» Objective
Omit every picture and output the rest of the records exactly as they are.

Point annotation dataset records:
***
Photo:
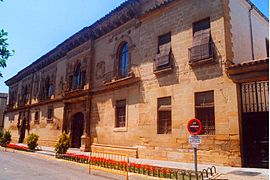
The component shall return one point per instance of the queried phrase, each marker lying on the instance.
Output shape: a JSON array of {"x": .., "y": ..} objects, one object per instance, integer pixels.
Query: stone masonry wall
[{"x": 181, "y": 84}]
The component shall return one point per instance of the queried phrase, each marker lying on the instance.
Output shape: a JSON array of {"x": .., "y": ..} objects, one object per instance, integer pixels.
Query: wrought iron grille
[{"x": 255, "y": 96}]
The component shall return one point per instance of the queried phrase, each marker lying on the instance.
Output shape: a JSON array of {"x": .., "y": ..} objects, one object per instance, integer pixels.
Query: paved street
[
  {"x": 26, "y": 166},
  {"x": 21, "y": 165}
]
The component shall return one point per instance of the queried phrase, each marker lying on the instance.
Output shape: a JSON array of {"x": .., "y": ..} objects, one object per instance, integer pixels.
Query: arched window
[
  {"x": 123, "y": 61},
  {"x": 77, "y": 81}
]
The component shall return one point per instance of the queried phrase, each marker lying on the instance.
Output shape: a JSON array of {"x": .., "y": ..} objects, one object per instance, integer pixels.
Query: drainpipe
[{"x": 251, "y": 31}]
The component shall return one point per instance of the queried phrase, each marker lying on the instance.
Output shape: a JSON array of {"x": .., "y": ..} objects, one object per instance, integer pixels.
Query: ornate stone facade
[{"x": 131, "y": 81}]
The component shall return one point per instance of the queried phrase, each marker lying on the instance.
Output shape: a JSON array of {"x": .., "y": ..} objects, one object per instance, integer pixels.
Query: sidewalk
[{"x": 233, "y": 173}]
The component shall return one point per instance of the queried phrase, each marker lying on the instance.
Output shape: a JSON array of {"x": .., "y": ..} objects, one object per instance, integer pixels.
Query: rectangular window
[
  {"x": 205, "y": 111},
  {"x": 120, "y": 113},
  {"x": 267, "y": 46},
  {"x": 83, "y": 74},
  {"x": 163, "y": 58},
  {"x": 50, "y": 115},
  {"x": 36, "y": 121},
  {"x": 70, "y": 82},
  {"x": 201, "y": 44},
  {"x": 164, "y": 115}
]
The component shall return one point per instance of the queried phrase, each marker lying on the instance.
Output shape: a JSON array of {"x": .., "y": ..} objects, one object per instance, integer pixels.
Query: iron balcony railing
[{"x": 113, "y": 75}]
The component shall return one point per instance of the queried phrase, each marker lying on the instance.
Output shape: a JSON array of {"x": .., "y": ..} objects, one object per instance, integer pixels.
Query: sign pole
[
  {"x": 194, "y": 128},
  {"x": 195, "y": 163}
]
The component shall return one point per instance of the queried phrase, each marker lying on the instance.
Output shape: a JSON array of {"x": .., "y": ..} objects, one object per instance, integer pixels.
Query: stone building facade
[
  {"x": 131, "y": 81},
  {"x": 3, "y": 104}
]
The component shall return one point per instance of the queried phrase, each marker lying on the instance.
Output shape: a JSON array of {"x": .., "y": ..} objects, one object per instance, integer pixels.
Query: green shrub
[
  {"x": 63, "y": 144},
  {"x": 32, "y": 141},
  {"x": 6, "y": 138}
]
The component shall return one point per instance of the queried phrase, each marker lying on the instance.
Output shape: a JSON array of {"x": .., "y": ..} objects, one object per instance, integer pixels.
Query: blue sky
[{"x": 37, "y": 26}]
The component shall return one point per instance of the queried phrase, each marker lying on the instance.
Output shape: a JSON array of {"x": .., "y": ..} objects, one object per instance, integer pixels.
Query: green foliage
[
  {"x": 63, "y": 144},
  {"x": 5, "y": 53},
  {"x": 32, "y": 141},
  {"x": 6, "y": 138}
]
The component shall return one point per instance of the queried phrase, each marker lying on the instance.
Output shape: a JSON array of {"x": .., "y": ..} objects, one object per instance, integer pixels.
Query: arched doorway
[{"x": 77, "y": 130}]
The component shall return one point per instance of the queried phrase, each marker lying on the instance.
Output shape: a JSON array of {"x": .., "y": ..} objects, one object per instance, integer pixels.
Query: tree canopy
[{"x": 5, "y": 53}]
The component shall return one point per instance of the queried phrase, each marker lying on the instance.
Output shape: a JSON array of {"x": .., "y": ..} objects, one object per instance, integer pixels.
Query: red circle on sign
[{"x": 194, "y": 126}]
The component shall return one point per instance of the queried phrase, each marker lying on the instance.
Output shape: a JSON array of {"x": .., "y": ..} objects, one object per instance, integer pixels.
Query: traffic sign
[
  {"x": 195, "y": 140},
  {"x": 194, "y": 126}
]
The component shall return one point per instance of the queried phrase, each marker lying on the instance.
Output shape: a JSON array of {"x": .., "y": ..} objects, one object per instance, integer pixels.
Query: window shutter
[{"x": 200, "y": 45}]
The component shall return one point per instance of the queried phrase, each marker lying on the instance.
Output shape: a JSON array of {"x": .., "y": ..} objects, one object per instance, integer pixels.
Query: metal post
[{"x": 195, "y": 163}]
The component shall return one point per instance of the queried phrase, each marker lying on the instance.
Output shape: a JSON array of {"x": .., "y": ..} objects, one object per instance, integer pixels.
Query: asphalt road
[{"x": 28, "y": 166}]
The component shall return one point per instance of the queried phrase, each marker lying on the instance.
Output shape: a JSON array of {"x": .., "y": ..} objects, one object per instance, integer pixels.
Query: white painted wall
[{"x": 239, "y": 12}]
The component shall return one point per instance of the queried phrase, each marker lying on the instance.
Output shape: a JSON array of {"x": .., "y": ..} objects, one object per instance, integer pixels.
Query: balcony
[
  {"x": 112, "y": 80},
  {"x": 202, "y": 54}
]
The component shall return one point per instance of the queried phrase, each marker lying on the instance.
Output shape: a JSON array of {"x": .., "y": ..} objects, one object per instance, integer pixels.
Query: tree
[{"x": 5, "y": 53}]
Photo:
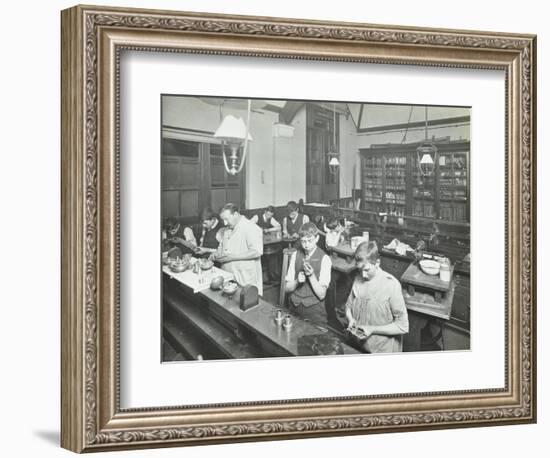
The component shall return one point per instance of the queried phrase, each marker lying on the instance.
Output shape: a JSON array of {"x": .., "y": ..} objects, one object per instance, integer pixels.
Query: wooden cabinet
[
  {"x": 393, "y": 183},
  {"x": 460, "y": 313},
  {"x": 394, "y": 265},
  {"x": 194, "y": 177}
]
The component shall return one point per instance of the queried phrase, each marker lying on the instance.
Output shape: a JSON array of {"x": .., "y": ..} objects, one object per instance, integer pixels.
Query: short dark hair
[
  {"x": 207, "y": 214},
  {"x": 170, "y": 222},
  {"x": 292, "y": 206},
  {"x": 233, "y": 208},
  {"x": 366, "y": 252},
  {"x": 308, "y": 229}
]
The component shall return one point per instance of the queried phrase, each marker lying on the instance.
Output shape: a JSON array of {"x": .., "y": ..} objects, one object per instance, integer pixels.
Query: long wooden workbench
[{"x": 212, "y": 325}]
***
» Result of the task
Photo:
The component shall return one point per instance of the queried phrase, each marker lying on the instance.
Output shape: a JSON array of {"x": .., "y": ..} objects, one object per instance, integer pixels.
Query: stone masonry wall
[{"x": 181, "y": 84}]
The component shall return one point per instance of the queried phrase, each marker lying on the instance.
Output shape: a JSON array of {"x": .., "y": ..} objects, one object per instance, integer pixels.
Query: wrought iron grille
[{"x": 255, "y": 96}]
The component shall return one point per instance of the queried phrase, each marker lying on the instance.
Output shape: a JSON array of {"x": .., "y": ..} objects, one object per instance, integer pixels.
Query: paved street
[
  {"x": 26, "y": 166},
  {"x": 21, "y": 165}
]
The component shall return one point per instance of the queried phrase, each marker lying on the instance.
Output shape: a JSON array of {"x": .., "y": ..} objects, one object per instance, integer pixels.
Query: arched window
[
  {"x": 123, "y": 61},
  {"x": 77, "y": 81}
]
The component shall return one point per instance of the queried phrase, each marker lying on the instance.
Output shape: a JSON array of {"x": .., "y": ..} objects, one object per instance, integer pixels.
Query: drainpipe
[{"x": 251, "y": 31}]
The component shall return one point per instance of the queried phrase, each marker lying on the instance.
Output shape: a JSON array of {"x": .., "y": ..} objects, one object per instance, integer pixels.
Query: ornate stone facade
[{"x": 131, "y": 81}]
The component shall return one point per instance of the queried phrase, each marker lying on the instance.
Output shape: a JSON array of {"x": .., "y": ..} objects, one object per instance, integer pixels.
Query: sidewalk
[{"x": 233, "y": 173}]
The component shall return one point per instance of the queried phrase, each marker lying on the instance.
Output shape: a JSON array of {"x": .., "y": ..} objects, one object per instance, integer pixels.
Query: rectangular window
[
  {"x": 205, "y": 111},
  {"x": 120, "y": 113},
  {"x": 267, "y": 46},
  {"x": 83, "y": 74},
  {"x": 163, "y": 58},
  {"x": 50, "y": 115},
  {"x": 36, "y": 121},
  {"x": 70, "y": 82},
  {"x": 201, "y": 44},
  {"x": 164, "y": 115}
]
The component shall return one point per instance of the queried phrase, each marker lying on the instance.
Output shape: a JSON array of {"x": .., "y": ..} objects, one object per instance, integer pixels.
Query: iron balcony railing
[{"x": 113, "y": 75}]
The component shall return one point per instance of the queried phrase, each marker lying on the instance.
Output shape: a JSON array of {"x": .., "y": ..} objects, one object per instance, integer pixels.
Query: sign pole
[
  {"x": 194, "y": 128},
  {"x": 195, "y": 163}
]
The component shall return one point per instance of the queried phrase, each marker lying on the instance.
Output shape: a JSON array of {"x": .., "y": ..} objects, one object per instance, integer pixels.
Query: stone building facade
[
  {"x": 131, "y": 81},
  {"x": 3, "y": 104}
]
The component shall return one point per instance of the queried phrase, each marker lying on the instance.
Output shape: a JSON array of {"x": .., "y": ..} objects, one object per instance, integer pixels.
Query: green shrub
[
  {"x": 63, "y": 144},
  {"x": 32, "y": 141},
  {"x": 6, "y": 138}
]
The component shall return one point per instance of the queried phrase, each marker lying on the instance.
Output shape: a JSON array of {"x": .., "y": ..} objects, one object per instance, integer pixels.
Query: blue sky
[{"x": 37, "y": 26}]
The component shall return one point per instance of the queried phrase, each marker lying on the instance.
Output shape: a JSON array of {"x": .., "y": ..} objects, one object per instance, integer pixels.
Query: green foliage
[
  {"x": 63, "y": 144},
  {"x": 5, "y": 53},
  {"x": 32, "y": 141},
  {"x": 6, "y": 138}
]
The component shall return one point per instance of the queried phrase, each marker lying on the instance.
Output shape: a JSON array of {"x": .., "y": ..} objects, one object per instance, integer pixels.
Query: arched doorway
[{"x": 77, "y": 130}]
The component shall return one point per instance of the queried phrase, each marker lying on the instance.
Output shape: a JSON array of {"x": .., "y": ..} objects, one object per instance, integer pixels.
Query: tree canopy
[{"x": 5, "y": 53}]
The component shall return one point per instance of the queried phrase, each marker lying on the instance.
Output shape: a JSON array of {"x": .., "y": ..} objects, one object per instance, integer pixels.
Query: red circle on sign
[{"x": 194, "y": 126}]
The component shall return one point per instance of the queried phrase, each marker lying on the instance.
Output shape: a JSON array of {"x": .., "y": ..} objects, one object per instance, integer pixels.
Query: traffic sign
[
  {"x": 195, "y": 140},
  {"x": 194, "y": 126}
]
The component shall return one point per instance of the queried phrase, each marker lying on the instance.
Output shape: a JSON array of {"x": .., "y": ..} objects, one object per instance, integer pixels.
Query: window shutter
[{"x": 200, "y": 45}]
The component shall return one point per instance of the queried phrase, each marker lying on the instance.
Output shape: a JSON array of {"x": .., "y": ..} objects, one object per instance, integer pixels.
Query: metal post
[{"x": 195, "y": 163}]
The component shall return one point per instance of the queried phrase, each marker lying on the instance.
Output shape: a JSON array of {"x": .., "y": ..} objects, one object per instance, integer pixels.
Query: asphalt road
[{"x": 28, "y": 166}]
The component shall return one point per instance of the queried phrase, each marker lying on the instance.
Output shape: a JSON array of {"x": .., "y": ..} objects, one object per instance, integer pixels.
Query: white painted wall
[{"x": 239, "y": 12}]
The component shall return one point per instance of the queried phrase, each marker lying on the instance.
Output shape: a JSON array of {"x": .., "y": ..} objects, one object per instance, integer pixels.
Query: balcony
[
  {"x": 112, "y": 80},
  {"x": 202, "y": 54}
]
The component shall return one point per instance of the queried phrase, each marker lying on the instance.
Output shape: a JSON array of {"x": .., "y": ..} objects, one object per instance, integer pixels.
Query: tree
[{"x": 5, "y": 53}]
Photo:
The component shall return one point per instance of the queried phrase, each marker lying on the instance.
Output shape: a JSON array of {"x": .., "y": ..} objects, one object per instance, integer pixels.
Query: wooden cabinet
[
  {"x": 393, "y": 183},
  {"x": 460, "y": 313},
  {"x": 394, "y": 265},
  {"x": 194, "y": 177}
]
The component shall return one point per instance of the queried phrase, each marker lying on the instance.
Output shape: a JSON array of {"x": .., "y": ..} objects, one object per instance, integer pixels.
Query: short dark hair
[
  {"x": 207, "y": 214},
  {"x": 170, "y": 222},
  {"x": 292, "y": 206},
  {"x": 233, "y": 208},
  {"x": 366, "y": 252},
  {"x": 308, "y": 229}
]
The component shall return one point per instance of the queried phrase, each marker lying on the instance.
Output shape: a JSON array of {"x": .., "y": ..} objects, one object per instance, integer pixels.
Query: long wooden workbench
[{"x": 212, "y": 325}]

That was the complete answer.